• Exercises to complete:
**1)** In the text about ELP, Greg Lake is named as a founding member of which band?
**2)** Pick up the text about ELP and Progressive Rock after its final sentence and write the next paragraph.

• Document excerpt:
ELP had Keith Emerson – for the most part ELP were Keith Emerson – he, with the most highly charged stage presence in Rock Music at the time, whose onstage love-hate relationship with keyboards took on mythic proportions by sheer decibels. Laid-back, they were not. But each were virtuosos in their own right. Greg Lake, one of the founding members of King Crimson and Carl Palmer, whose tenure with Atomic Rooster put him in good stead for keyboard-based bands that were not run-of-the-mill..
This was during a time Rock was filling arenas, and filling them handily. An ELP concert was a must-see event guaranteed to have your ears ringing for weeks afterward. And even though the basic premise of Prog was about the music, having the extra added bonus of visual pyrotechnics helped the whole genre along and gave it that extra added appeal to the mainstream audience.

Object point labels
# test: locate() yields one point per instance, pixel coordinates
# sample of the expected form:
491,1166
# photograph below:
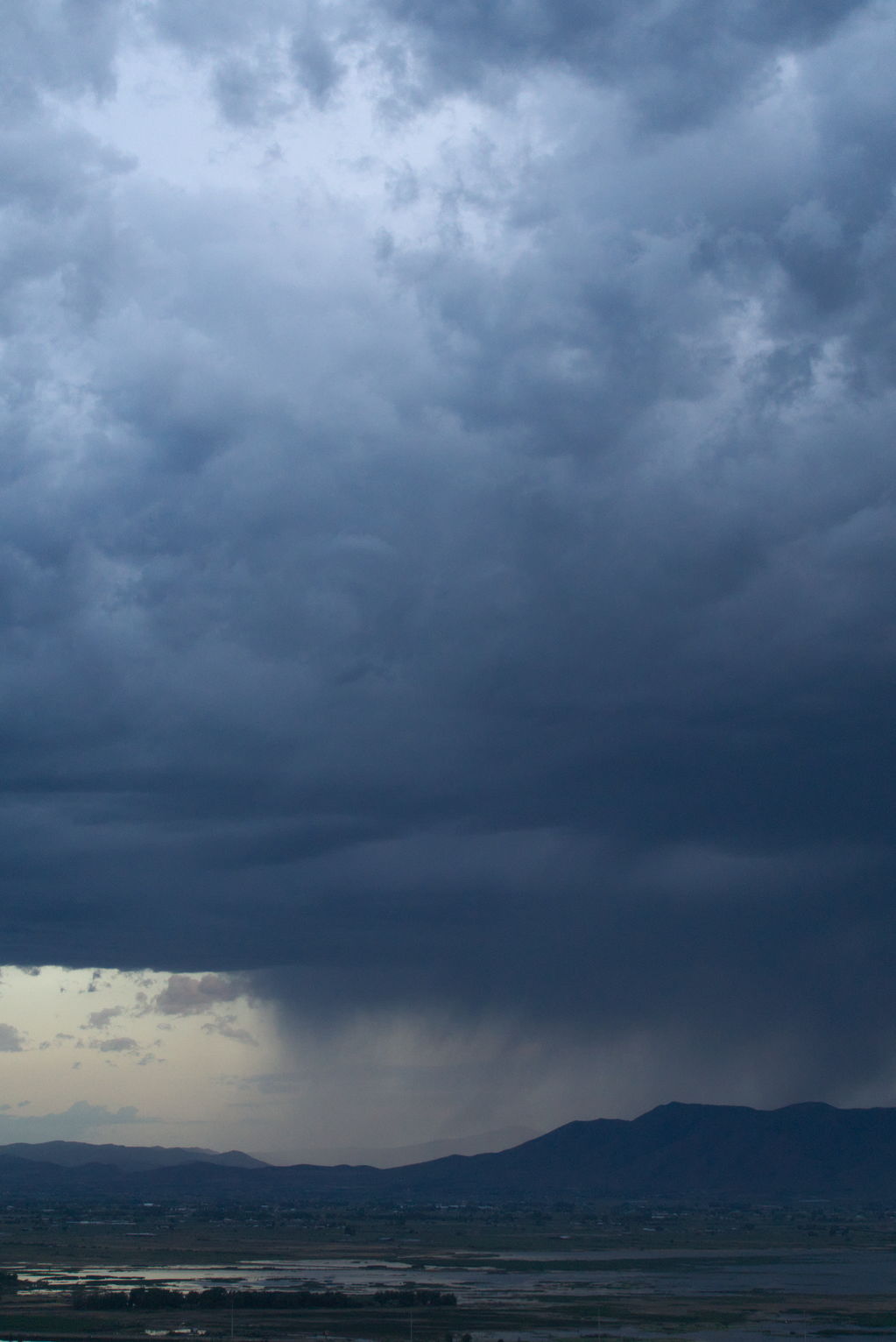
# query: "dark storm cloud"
497,630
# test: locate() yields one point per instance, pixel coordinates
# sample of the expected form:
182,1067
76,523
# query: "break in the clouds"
447,533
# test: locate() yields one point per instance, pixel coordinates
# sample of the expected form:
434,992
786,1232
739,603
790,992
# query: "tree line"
219,1298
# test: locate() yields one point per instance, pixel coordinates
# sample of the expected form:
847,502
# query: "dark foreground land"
631,1270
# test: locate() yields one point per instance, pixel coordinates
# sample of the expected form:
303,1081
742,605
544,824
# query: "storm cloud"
464,590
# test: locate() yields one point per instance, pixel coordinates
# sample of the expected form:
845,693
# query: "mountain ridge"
675,1150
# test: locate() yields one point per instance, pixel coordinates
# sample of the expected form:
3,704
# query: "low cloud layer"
74,1124
466,590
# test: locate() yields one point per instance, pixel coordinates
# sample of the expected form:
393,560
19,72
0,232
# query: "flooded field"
491,1276
466,1276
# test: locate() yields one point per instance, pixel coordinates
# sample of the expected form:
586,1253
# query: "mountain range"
675,1150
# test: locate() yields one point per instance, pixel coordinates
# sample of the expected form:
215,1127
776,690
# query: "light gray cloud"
188,996
229,1028
120,1044
74,1124
103,1018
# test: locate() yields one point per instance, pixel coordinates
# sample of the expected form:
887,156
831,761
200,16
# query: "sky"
447,564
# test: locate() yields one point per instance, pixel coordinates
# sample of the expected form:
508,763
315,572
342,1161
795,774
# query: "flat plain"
522,1274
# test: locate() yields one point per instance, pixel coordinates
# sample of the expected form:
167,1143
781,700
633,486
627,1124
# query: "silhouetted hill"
125,1157
675,1150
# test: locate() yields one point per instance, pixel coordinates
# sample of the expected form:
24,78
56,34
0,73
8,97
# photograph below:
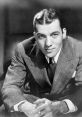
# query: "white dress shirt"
71,106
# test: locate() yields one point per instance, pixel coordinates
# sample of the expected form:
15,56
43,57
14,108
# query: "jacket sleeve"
14,80
76,96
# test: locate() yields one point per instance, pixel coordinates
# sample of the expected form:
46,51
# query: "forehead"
49,28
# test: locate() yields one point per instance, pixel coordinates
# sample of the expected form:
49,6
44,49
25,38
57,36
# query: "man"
29,87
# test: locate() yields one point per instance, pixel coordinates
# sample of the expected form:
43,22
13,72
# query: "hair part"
46,16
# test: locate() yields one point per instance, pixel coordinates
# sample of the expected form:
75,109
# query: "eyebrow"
57,32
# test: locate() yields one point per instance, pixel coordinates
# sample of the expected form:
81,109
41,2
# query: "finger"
40,101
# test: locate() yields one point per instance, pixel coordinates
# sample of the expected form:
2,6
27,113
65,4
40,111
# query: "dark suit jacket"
27,77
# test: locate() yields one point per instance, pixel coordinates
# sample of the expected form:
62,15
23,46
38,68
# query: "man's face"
49,38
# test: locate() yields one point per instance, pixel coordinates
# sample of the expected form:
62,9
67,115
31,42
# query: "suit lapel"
64,69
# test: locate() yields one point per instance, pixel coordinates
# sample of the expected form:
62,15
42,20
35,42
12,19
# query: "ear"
64,33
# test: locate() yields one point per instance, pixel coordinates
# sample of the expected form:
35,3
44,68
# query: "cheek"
41,44
57,42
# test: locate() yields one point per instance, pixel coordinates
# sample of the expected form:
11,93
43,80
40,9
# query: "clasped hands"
44,108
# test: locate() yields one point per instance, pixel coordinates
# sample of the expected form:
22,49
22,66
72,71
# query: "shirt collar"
54,59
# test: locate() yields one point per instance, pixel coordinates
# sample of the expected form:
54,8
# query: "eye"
41,36
54,35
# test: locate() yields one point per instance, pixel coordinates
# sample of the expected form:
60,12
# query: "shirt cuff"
71,106
16,105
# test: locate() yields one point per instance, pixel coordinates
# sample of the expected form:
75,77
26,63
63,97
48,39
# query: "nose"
48,41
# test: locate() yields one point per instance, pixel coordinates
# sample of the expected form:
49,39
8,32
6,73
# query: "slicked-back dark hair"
47,16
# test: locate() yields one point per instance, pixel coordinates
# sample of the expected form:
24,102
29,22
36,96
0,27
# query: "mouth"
49,50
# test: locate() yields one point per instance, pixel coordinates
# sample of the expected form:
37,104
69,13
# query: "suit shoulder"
76,44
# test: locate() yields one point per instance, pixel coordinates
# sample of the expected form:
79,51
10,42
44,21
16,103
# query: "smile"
49,50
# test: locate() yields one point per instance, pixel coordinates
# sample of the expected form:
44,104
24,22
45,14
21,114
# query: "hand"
45,106
28,109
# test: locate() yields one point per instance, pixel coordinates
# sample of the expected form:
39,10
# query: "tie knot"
50,60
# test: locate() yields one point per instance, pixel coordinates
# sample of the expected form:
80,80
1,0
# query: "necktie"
51,70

• Task-by-task results:
**1)** King Crimson.

**2)**
This concert is pretty well along in the career of ELP – they were expected to leave an indelible impression and the almost obligatory destruction of at least one Hammond on stage was the thing everyone was waiting for. Interestingly, that we had a period of time in the 60s and 70s where destroying instruments on stage was a common conclusion to a concert – a sort of exclamation point in that no encores were forthcoming or, to get all romantic about it – the band’s way of saying “we gave it our all for you” Either way, it signified the end of an evening and it was time to go home drained, stoned out of your brain or both.
Of the three, only Carl Palmer is still with us and we’re pretty much left with a rich back catalogue of music to be discovered (if you haven’t already) and concerts like this, to remind you an Emerson, Lake and Palmer concert was truly “a show that never ends”.
You almost had to be there, but as consolation, crank this one up and pretend you’re two feet away from the stage. That’s what it was like.
Enjoy lunch and enjoy the weekend.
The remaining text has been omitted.